> DATA EXCERPTS
=-=-=-=-=

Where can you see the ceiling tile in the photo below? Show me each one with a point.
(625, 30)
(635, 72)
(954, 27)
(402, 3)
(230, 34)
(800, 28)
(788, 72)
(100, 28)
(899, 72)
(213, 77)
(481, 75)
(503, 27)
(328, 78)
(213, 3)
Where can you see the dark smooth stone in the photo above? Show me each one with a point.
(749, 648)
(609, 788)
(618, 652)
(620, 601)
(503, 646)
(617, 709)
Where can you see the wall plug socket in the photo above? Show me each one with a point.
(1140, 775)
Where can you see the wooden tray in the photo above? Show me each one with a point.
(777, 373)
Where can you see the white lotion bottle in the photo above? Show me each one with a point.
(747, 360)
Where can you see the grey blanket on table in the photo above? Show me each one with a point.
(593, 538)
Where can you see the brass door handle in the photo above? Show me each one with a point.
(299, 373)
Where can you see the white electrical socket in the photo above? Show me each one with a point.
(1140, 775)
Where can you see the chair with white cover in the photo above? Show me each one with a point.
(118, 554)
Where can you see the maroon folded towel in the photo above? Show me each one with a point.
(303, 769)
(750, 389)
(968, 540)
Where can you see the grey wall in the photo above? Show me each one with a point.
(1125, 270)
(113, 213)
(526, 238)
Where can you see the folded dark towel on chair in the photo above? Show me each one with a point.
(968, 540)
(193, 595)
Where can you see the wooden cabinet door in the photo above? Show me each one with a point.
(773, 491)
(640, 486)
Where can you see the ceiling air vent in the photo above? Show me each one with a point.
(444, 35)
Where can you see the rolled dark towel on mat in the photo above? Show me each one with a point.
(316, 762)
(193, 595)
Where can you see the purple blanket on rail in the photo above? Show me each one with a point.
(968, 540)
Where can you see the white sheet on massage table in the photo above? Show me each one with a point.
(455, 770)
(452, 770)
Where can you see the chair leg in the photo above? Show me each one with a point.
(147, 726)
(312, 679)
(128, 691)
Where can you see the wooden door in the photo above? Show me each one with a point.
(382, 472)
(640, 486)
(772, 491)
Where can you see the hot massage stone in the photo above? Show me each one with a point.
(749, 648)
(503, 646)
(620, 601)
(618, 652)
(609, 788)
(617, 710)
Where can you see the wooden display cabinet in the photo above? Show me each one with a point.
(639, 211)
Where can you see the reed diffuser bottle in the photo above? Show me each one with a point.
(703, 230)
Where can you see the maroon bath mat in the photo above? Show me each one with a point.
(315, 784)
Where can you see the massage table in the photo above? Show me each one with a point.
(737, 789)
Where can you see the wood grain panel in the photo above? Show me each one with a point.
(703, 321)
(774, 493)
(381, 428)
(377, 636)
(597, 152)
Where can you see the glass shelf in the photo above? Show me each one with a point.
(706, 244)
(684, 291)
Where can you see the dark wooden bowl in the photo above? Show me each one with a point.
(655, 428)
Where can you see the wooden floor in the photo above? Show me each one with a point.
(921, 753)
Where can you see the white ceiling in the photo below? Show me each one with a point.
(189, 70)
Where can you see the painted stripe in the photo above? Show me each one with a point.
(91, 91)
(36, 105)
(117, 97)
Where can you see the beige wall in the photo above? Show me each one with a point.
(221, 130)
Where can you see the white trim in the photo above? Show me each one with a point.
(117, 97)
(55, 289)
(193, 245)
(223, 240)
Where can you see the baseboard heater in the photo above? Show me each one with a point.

=-=-=-=-=

> TASK OBJECTIVE
Give the entries once more, exactly as they appear.

> TASK RESULT
Where can you see the ceiling tile in the photo below? Show me each one with a point.
(625, 30)
(635, 72)
(954, 27)
(402, 3)
(230, 34)
(800, 28)
(788, 72)
(100, 28)
(899, 72)
(213, 77)
(481, 75)
(503, 27)
(328, 78)
(213, 3)
Where can you see the dark smooth stone in the photo above? Show me each one with a point.
(749, 648)
(609, 788)
(618, 652)
(620, 601)
(503, 646)
(617, 709)
Where can you see the wall plug socket in the photo above? Show me each one with a point.
(1140, 775)
Where can you see the wooden tray in the photo above? Show me each one with a point.
(777, 373)
Where can you see the white lotion bottle in the photo above? Show me each one with a point.
(747, 360)
Where can you see the grey blanket on table in the photo above? Show me each one with a point.
(593, 538)
Where can you see the brass door handle in the photo above? Show me each one with a point.
(299, 373)
Where can you see the white electrical socket in the photo above? Show me each one with a point.
(1140, 775)
Where can you see the chair with white cover in the photo above? Show me each one with a point.
(118, 554)
Where can you see the maroon folded towel in the photo above? Show me each one with a point.
(303, 769)
(750, 389)
(968, 540)
Where can you see the grey wall in the photo above? Show me each one with a point.
(1125, 270)
(113, 213)
(526, 238)
Where can you see the folded dark towel on chair in the photo above? Show me each one with a point.
(968, 540)
(193, 595)
Where can you see the wooden cabinet door in the photo above? Show me each one with a point.
(773, 491)
(640, 486)
Where can you see the ceiling air vent in the photo above? Show me each one with a point.
(444, 35)
Where can you see the rolled dark towel on mat in the photo above? Show me each one with a point.
(316, 762)
(193, 595)
Where can you see the purple blanket on rail in the photo above? Show me each one with a point.
(968, 540)
Where can you see the white sheet on massage table in the photo above? Show me each one with a point.
(455, 770)
(452, 770)
Where can you see the chair leg in the photo above? Show me each one with a point.
(147, 726)
(312, 679)
(128, 691)
Where can you see the wooden door in the photo above? Show me each one with a point.
(382, 472)
(640, 486)
(772, 491)
Where can you see the hot massage stone in the photo above? Show me each one with a point.
(749, 648)
(503, 646)
(620, 601)
(618, 652)
(609, 788)
(617, 710)
Where can you see the wooden display cabinet in the photo above? Show me each one with a point.
(639, 211)
Where can you see the reed diffuser bottle in the photo above? Show me each one with a point.
(703, 230)
Where can you see the maroon bath mat in the photo above? Show me each one with a point.
(315, 784)
Where can you see the massage table in the photo above? Show me each one with a point.
(737, 789)
Where can you see the wood grain panel in the photo above? Show me each one with a point.
(703, 321)
(774, 493)
(381, 428)
(377, 636)
(597, 152)
Where can you see the glass shelf in the photo above? Show me each one with a point.
(706, 244)
(684, 291)
Where can you see the dark wooden bowl in the photo above? Show me each one with a point.
(655, 428)
Where can you see the wooden floor in the photo above? Show me each one with a point.
(921, 753)
Where can you see the white ceiling in the photo below? Show me each one with a point.
(189, 70)
Where can you see the painted stripe in the photo above? Show me each one with a point.
(91, 91)
(36, 105)
(117, 97)
Where can you see the beige wall in the photo above? Show me each one with a point.
(221, 130)
Where can you see the white trim in the photo above? Show me each one with a point.
(117, 97)
(55, 289)
(193, 245)
(223, 240)
Where can you see the baseboard heater in the photo above? Show me each one with a point.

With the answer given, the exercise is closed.